• [TEXT SHOWN]
An excerpt from Big Love: The Power of Living with a Wide-Open Heart by Scott Stabile
Author and Facebook sensation Scott Stabile’s parents were murdered when he was fourteen. Nine years later, his brother died of a heroin overdose. Soon after that, Scott joined a cult that dominated his life for thirteen years. Through it all, he became evermore committed to living his life from love.
In each chapter of his new book Big Love: The Power of Living with a Wide-Open Heart, Scott shares a personal experience that pulled him from his center and the ways in which he brought himself back to peace, and to love. While some of his experiences are extraordinary, like extricating himself from a cult after 13 years, most of the stories reflect on everyday challenges we can all relate to, like the weight of shame, the search for happiness, and the struggle to be authentic.
We hope you’ll enjoy this short excerpt from the book.
Consider situations in which it helped immensely to know that others could relate to what you were going through. After a brutal breakup, we don’t want someone who’s never had their heart broken telling us to get over it. We want to sob to a friend who knows the grief of a broken heart and the time it can take to move on. If you’re a parent being driven crazy by your toddler, you may not seek out your single friends to commiserate, not when you’ve got other struggling parent friends who really get what you’re going through. It’s comforting to be heard; it’s empowering to be understood.
Human beings don’t long just for connection; we long for empathetic connection.
When we can relate to someone going through a difficult time, when we can empathize with her struggle, we serve her by letting her know. I’ve spoken with thousands of people over the years about my parents’ murder, almost always to a reaction of shock, and then sympathy. I’ve cried into the arms of close friends who would’ve sold their souls to take away my pain. Their compassion and love touched me deeply, of course, and I’m grateful to have had so many loved ones with whom I could unravel. But something entirely different happens when I encounter others who lost their parents when they were young. Others who understand what it’s like to live most of their lives without a mom and dad, or who know the pain of losing a loved one to murder. Others who have been there. In our shared experience, we can offer each other the distinct — divine — comfort of empathy. This is how we help each other feel less alone in our individual struggles.
Empathy eliminates separation. It fosters connection. That’s the thing about being human — we are all each other. Even when we can’t relate to the exact same situation as another, we can still make an effort to empathize. We have probably lived some version of being there. Heartache is heartache, after all. Anger is anger. Grief is grief. We have all walked the path between joy and sorrow, stopping at every emotion along the way. Empathy asks us to be willing to share ourselves with each other, willing to be vulnerable and speak about our pain so that others feel the freedom to speak about theirs.
Empathy is a gift, to give and to receive.
One of the things I love most about my Facebook community is our willingness to empathize with each other’s experiences. When people post about depression, addiction, chronic pain, grief, anxiety, or whatever else, others respond with comments that make it clear to those who shared that they are not alone. They have been there, too. The point is not to hijack someone else’s experience, or to drone on about our own struggles, but to respond in a way that lets others know they’re not mutants for feeling the way they feel. Likely, many of us have experienced whatever they’re experiencing, or something very similar.

• [AIM A] According to the book excerpt, for how many years did a cult dominate Scott Stabile's life?
• [AIM B] How many lines of the records contain the string "vase"? Case matters, and reply with the number alone.

• [DATASET CONTENT]
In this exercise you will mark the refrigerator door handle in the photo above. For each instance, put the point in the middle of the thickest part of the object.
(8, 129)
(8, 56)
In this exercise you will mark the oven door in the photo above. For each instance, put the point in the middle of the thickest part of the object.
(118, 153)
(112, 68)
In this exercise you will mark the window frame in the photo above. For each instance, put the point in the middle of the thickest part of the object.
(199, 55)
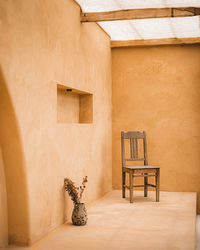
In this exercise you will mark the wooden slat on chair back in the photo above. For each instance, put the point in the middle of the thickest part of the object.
(133, 137)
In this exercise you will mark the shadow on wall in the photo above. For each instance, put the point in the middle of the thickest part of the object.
(16, 185)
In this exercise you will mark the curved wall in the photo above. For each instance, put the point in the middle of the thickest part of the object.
(43, 43)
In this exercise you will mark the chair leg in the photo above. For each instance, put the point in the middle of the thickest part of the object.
(157, 185)
(123, 184)
(145, 186)
(131, 187)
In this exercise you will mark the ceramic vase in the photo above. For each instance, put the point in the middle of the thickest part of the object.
(79, 214)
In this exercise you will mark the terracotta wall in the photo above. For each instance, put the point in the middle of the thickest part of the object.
(43, 43)
(3, 206)
(157, 89)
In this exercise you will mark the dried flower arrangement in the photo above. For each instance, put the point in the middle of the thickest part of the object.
(73, 191)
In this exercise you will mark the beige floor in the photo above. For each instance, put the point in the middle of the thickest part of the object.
(115, 224)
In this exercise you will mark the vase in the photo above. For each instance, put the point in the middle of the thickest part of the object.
(79, 214)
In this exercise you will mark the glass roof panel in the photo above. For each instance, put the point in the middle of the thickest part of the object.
(152, 28)
(155, 28)
(111, 5)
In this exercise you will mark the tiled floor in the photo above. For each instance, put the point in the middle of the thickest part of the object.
(115, 224)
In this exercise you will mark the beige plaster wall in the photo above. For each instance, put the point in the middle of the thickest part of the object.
(157, 89)
(3, 206)
(43, 43)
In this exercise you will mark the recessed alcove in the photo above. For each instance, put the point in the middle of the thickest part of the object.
(73, 105)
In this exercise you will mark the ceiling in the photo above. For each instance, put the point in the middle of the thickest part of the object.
(150, 28)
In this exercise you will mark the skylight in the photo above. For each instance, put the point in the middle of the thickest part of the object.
(151, 28)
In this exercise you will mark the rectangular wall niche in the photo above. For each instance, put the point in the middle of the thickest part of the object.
(73, 105)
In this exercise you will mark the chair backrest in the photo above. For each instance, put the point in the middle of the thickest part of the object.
(133, 137)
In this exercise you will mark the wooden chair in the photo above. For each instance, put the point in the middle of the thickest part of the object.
(145, 171)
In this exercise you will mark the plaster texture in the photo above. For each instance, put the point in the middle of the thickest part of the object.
(115, 224)
(43, 43)
(157, 89)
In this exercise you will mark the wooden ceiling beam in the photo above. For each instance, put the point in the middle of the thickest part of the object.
(154, 42)
(139, 14)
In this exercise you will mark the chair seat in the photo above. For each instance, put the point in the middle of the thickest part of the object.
(141, 167)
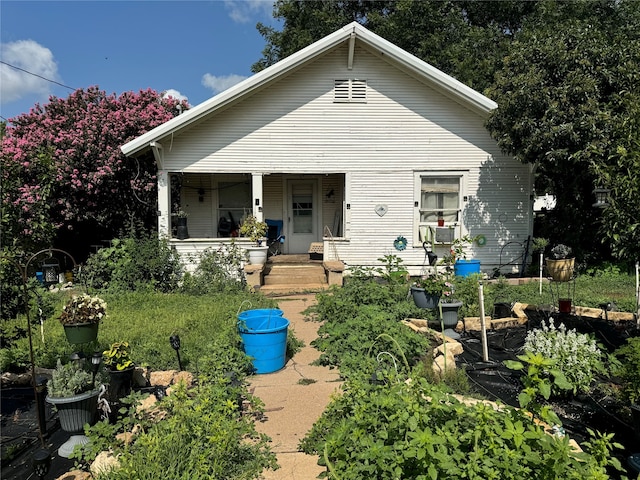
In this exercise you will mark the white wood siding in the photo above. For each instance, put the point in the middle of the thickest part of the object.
(294, 127)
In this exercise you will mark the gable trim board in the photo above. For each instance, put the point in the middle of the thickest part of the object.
(427, 73)
(284, 124)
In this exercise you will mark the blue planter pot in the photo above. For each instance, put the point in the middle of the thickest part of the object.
(464, 268)
(450, 313)
(264, 339)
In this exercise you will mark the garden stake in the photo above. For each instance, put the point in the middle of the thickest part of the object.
(174, 340)
(483, 325)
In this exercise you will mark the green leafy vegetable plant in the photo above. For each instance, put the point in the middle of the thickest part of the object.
(575, 355)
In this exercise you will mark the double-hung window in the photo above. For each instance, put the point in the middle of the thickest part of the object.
(439, 204)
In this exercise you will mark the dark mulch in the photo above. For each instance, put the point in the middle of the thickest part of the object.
(598, 411)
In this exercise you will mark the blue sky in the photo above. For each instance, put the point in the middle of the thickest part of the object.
(195, 49)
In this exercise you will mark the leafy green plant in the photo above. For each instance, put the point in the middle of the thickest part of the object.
(118, 357)
(145, 263)
(202, 434)
(355, 316)
(575, 355)
(628, 368)
(217, 271)
(393, 270)
(539, 379)
(71, 379)
(561, 251)
(432, 283)
(416, 430)
(83, 308)
(253, 228)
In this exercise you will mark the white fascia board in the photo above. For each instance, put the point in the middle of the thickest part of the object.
(413, 63)
(439, 78)
(240, 89)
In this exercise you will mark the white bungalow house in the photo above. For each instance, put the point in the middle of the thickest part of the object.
(352, 143)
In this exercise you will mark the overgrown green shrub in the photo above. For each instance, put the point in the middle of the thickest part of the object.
(413, 430)
(575, 355)
(217, 271)
(629, 369)
(356, 316)
(203, 434)
(130, 263)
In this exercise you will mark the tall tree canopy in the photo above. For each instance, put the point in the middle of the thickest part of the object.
(568, 98)
(62, 168)
(565, 75)
(466, 39)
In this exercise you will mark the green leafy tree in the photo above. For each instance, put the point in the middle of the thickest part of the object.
(567, 96)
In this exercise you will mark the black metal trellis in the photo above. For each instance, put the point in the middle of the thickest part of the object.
(23, 269)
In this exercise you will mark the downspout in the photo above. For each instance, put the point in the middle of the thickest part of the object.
(164, 197)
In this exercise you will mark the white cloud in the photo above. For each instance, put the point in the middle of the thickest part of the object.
(244, 11)
(32, 57)
(219, 84)
(175, 94)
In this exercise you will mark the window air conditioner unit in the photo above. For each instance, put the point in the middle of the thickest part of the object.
(444, 235)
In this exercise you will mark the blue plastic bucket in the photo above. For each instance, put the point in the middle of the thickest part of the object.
(265, 340)
(260, 312)
(464, 268)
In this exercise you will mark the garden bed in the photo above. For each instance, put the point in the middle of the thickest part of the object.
(599, 410)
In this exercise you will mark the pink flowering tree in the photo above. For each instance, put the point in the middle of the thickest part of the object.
(62, 168)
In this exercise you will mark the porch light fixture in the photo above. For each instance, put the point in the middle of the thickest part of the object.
(174, 340)
(602, 197)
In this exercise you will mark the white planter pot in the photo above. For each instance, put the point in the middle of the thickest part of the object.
(257, 255)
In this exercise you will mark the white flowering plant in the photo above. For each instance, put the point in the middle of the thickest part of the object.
(576, 355)
(83, 309)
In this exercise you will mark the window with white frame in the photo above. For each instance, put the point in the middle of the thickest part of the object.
(439, 203)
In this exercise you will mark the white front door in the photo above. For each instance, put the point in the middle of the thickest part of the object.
(302, 214)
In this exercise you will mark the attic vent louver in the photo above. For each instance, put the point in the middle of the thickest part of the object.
(350, 91)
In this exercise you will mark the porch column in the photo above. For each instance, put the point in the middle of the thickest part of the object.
(164, 205)
(256, 191)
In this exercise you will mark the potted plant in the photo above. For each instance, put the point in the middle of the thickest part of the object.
(394, 270)
(81, 317)
(427, 290)
(120, 367)
(449, 307)
(458, 256)
(74, 391)
(182, 233)
(561, 263)
(256, 231)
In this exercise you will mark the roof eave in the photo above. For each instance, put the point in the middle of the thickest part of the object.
(478, 102)
(240, 89)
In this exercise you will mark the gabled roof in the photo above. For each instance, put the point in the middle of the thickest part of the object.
(420, 69)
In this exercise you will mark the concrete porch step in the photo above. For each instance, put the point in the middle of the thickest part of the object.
(278, 290)
(294, 275)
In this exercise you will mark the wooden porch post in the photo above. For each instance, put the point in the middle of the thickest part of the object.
(256, 191)
(164, 206)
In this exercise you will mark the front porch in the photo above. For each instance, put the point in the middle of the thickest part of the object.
(286, 274)
(306, 207)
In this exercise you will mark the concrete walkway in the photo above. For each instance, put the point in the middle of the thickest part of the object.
(295, 397)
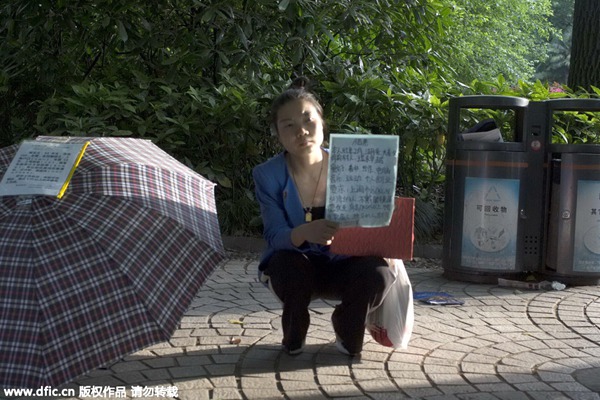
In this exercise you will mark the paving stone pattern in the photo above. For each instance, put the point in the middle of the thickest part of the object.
(502, 343)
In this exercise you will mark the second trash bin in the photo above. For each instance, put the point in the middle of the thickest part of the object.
(572, 253)
(493, 217)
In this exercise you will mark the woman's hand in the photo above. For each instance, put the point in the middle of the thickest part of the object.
(320, 231)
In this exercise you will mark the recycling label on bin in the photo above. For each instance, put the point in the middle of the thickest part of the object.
(490, 218)
(586, 246)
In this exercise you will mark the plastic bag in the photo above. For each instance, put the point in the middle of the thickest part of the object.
(391, 323)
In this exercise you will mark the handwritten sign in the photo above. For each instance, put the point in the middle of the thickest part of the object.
(361, 182)
(41, 168)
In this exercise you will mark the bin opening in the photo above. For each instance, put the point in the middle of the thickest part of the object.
(484, 131)
(490, 125)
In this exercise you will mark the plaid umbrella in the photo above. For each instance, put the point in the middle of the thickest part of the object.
(107, 269)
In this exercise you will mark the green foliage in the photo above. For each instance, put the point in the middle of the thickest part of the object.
(198, 77)
(490, 38)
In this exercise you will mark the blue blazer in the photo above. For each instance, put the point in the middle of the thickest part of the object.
(280, 207)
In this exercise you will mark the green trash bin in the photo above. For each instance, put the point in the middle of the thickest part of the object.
(494, 195)
(572, 250)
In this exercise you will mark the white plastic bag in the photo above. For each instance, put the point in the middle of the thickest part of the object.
(391, 323)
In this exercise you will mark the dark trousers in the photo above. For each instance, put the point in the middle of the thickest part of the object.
(297, 278)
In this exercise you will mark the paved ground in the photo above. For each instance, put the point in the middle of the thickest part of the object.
(501, 344)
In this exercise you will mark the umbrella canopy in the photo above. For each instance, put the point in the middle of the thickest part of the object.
(107, 269)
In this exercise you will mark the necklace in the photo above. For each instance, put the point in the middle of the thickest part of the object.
(308, 210)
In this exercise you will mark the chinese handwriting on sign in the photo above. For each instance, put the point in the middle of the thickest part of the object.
(41, 168)
(362, 179)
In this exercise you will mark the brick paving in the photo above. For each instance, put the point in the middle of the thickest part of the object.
(503, 343)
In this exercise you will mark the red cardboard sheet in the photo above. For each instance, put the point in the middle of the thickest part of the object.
(392, 241)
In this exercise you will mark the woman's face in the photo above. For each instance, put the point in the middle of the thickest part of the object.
(300, 127)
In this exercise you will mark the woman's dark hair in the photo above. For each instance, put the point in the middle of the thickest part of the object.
(298, 90)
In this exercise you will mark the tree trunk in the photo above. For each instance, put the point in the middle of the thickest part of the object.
(584, 70)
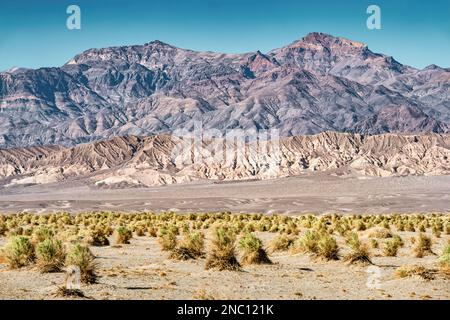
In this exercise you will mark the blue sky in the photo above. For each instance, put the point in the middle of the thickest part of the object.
(34, 34)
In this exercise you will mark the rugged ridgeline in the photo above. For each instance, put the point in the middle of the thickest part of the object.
(147, 161)
(316, 84)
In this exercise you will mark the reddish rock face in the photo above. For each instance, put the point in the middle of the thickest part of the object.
(315, 84)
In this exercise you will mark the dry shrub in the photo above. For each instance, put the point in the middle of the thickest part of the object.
(221, 254)
(447, 228)
(201, 294)
(97, 237)
(42, 233)
(327, 247)
(19, 252)
(281, 242)
(191, 247)
(253, 251)
(122, 235)
(444, 261)
(3, 228)
(359, 251)
(380, 233)
(422, 246)
(50, 255)
(409, 271)
(374, 243)
(82, 257)
(167, 239)
(64, 292)
(360, 225)
(152, 232)
(390, 248)
(306, 243)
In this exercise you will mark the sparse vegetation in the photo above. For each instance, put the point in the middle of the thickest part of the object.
(253, 250)
(50, 255)
(422, 246)
(221, 255)
(281, 242)
(191, 247)
(41, 240)
(122, 235)
(82, 257)
(19, 252)
(359, 251)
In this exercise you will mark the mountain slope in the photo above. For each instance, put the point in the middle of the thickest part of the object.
(147, 161)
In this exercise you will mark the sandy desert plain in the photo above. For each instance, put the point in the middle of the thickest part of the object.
(311, 237)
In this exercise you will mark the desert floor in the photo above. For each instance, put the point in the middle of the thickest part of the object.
(140, 270)
(316, 193)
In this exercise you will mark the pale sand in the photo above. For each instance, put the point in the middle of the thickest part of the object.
(317, 193)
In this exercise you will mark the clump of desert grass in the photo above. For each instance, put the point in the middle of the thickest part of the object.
(281, 242)
(327, 247)
(81, 256)
(167, 239)
(64, 292)
(192, 246)
(359, 253)
(253, 251)
(422, 246)
(414, 270)
(98, 238)
(221, 255)
(42, 233)
(444, 261)
(379, 233)
(50, 255)
(390, 248)
(122, 235)
(307, 243)
(19, 252)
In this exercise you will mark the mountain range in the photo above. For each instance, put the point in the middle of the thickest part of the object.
(316, 84)
(147, 161)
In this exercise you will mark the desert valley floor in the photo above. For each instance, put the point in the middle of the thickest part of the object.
(315, 193)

• [FINISHED ANSWER A] Thirteen years.

• [FINISHED ANSWER B] 2